# WHAT THE TASK ASKS
Reproduce verbatim the lines running from the line that contains "pixel 444 269." through the line that contains "pixel 617 763", including both of those lines, and return nothing else.

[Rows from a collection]
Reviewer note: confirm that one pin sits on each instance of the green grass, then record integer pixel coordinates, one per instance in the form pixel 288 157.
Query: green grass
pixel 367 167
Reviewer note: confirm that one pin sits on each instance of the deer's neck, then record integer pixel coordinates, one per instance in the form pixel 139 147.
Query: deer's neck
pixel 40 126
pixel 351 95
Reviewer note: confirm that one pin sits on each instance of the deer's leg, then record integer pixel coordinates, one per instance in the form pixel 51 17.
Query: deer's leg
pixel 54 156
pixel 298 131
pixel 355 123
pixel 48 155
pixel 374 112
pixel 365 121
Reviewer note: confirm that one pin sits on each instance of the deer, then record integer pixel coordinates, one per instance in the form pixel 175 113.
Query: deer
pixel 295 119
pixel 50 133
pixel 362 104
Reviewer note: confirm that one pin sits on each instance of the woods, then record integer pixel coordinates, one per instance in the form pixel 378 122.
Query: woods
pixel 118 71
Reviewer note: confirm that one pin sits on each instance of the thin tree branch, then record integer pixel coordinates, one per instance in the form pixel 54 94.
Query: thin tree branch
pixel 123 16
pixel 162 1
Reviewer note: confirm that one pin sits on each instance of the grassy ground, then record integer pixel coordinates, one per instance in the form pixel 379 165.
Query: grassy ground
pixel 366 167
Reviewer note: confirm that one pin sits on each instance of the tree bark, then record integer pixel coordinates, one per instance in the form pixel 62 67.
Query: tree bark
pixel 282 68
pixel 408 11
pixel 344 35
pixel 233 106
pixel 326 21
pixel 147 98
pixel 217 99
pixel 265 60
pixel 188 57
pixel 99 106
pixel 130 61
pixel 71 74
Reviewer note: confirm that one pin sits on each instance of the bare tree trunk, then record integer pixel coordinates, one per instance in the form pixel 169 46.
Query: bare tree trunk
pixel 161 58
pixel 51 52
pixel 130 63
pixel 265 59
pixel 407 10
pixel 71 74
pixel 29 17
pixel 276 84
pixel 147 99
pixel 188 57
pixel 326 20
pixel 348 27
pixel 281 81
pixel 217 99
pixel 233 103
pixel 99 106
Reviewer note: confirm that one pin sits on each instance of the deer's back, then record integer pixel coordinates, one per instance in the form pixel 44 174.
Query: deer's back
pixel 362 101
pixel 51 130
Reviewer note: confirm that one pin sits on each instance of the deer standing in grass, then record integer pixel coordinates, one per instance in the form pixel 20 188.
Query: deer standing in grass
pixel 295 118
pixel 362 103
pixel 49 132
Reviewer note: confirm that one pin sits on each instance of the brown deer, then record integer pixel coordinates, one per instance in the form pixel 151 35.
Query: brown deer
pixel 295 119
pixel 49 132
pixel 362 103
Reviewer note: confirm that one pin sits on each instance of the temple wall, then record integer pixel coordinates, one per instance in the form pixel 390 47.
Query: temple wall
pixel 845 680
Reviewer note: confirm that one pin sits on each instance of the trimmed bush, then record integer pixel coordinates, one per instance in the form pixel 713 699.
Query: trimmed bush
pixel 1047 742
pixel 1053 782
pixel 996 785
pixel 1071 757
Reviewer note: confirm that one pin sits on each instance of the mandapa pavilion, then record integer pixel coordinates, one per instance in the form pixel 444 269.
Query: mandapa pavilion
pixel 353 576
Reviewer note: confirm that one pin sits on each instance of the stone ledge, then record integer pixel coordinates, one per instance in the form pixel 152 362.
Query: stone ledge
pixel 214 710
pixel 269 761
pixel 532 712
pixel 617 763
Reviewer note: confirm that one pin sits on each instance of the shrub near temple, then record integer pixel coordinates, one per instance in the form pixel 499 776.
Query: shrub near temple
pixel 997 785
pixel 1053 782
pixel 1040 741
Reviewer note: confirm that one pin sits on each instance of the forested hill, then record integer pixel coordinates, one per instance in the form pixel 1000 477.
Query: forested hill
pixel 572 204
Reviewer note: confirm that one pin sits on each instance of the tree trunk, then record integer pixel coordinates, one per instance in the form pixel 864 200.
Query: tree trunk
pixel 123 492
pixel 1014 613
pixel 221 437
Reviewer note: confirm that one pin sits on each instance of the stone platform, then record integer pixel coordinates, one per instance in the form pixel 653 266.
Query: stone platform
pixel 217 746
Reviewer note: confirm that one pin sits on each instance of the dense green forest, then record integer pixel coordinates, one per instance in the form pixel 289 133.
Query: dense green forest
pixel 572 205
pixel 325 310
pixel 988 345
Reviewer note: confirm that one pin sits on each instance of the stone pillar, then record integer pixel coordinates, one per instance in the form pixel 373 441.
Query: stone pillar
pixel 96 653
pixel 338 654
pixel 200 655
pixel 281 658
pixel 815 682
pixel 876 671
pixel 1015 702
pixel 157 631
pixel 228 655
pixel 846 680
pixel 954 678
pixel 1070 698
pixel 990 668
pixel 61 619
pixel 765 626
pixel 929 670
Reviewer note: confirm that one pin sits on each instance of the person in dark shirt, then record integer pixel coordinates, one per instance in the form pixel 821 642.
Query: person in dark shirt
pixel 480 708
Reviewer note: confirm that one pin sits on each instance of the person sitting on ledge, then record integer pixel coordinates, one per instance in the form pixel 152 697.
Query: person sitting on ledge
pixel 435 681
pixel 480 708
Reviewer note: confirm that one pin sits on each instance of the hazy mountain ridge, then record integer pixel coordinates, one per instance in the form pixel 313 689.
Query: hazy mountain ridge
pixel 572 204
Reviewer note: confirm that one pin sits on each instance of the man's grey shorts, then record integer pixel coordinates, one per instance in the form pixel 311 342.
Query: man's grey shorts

# ANSWER TO THE PROBLEM
Reviewer note: confirm that one pin sits on each instance of the mandapa pavilion, then record integer pixel coordinates, one per instance in the form pixel 444 269.
Query: mandapa pavilion
pixel 353 576
Reviewer note: confirm that one pin sits on each instance of the stone ledge, then record integer pixel coordinates, one per instance in the form pixel 152 362.
Query: stone ledge
pixel 214 710
pixel 269 761
pixel 532 712
pixel 617 763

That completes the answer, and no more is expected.